__EXERCISE__
From the line containing "Target: woman's hand" through the last line of the records, print every line exactly and nothing more.

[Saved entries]

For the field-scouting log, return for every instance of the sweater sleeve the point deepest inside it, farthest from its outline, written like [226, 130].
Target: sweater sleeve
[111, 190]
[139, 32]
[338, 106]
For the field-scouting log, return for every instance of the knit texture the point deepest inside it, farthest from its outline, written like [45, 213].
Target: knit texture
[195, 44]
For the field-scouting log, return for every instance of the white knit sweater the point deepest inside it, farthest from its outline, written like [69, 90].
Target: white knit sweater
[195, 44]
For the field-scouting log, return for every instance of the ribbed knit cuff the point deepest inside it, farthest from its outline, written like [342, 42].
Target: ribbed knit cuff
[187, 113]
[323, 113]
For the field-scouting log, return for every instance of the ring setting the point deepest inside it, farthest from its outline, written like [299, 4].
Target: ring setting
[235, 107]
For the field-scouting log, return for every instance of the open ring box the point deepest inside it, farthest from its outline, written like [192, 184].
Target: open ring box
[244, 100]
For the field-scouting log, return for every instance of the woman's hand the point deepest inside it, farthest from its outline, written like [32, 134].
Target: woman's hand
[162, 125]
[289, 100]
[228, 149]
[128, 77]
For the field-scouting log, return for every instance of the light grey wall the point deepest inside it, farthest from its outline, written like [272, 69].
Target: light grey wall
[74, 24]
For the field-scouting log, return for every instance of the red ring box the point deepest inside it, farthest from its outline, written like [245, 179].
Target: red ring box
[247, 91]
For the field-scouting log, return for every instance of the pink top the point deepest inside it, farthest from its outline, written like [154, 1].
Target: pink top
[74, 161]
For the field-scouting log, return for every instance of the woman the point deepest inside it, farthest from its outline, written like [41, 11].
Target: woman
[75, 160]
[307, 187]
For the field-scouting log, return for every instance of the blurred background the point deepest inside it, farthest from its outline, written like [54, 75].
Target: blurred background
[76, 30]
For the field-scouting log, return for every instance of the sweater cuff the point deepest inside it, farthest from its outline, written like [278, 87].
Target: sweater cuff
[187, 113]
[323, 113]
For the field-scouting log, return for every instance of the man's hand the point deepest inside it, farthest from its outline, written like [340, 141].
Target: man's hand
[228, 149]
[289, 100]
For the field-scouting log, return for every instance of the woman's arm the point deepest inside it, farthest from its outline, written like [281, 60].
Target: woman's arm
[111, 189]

__ANSWER SPACE__
Target: woman's hand
[162, 125]
[289, 100]
[228, 149]
[128, 77]
For the field-scouting log, return for every instance of the light grey wall the point deepest inside it, farthest from its outline, written like [272, 69].
Target: light grey wall
[74, 24]
For the field-scouting log, return for every instance of the red ring box the point deepest inside it, farthest from its outline, written like [245, 179].
Target: red ring box
[247, 91]
For the field-scouting log, return for every instance of the pink top the point deepest inside it, farthest from its outline, written like [154, 1].
Target: pink top
[74, 161]
For the field-scouting log, return for every instance of the woman the point deepest inside it, farthest from its outline, written like [41, 11].
Target: woman
[75, 160]
[307, 187]
For the field-scouting log, return for every instance of the blurred background the point deepest inside it, farthest from its outline, written like [54, 75].
Target: blurred background
[76, 30]
For the field-scouting log, return for every instance of the sweater cuff the point deepest inside it, farthest from its outline, written like [278, 87].
Target: sweater cuff
[187, 113]
[323, 113]
For the field-scouting log, return for every instance of the man's hand the point deepest inside it, farthest from its outline, written like [340, 141].
Target: man's hand
[228, 149]
[289, 100]
For the field-scouting log, return for every instance of the woman's arm the point deepest inside it, farthest from its outline, written like [281, 60].
Target: woman's arm
[111, 189]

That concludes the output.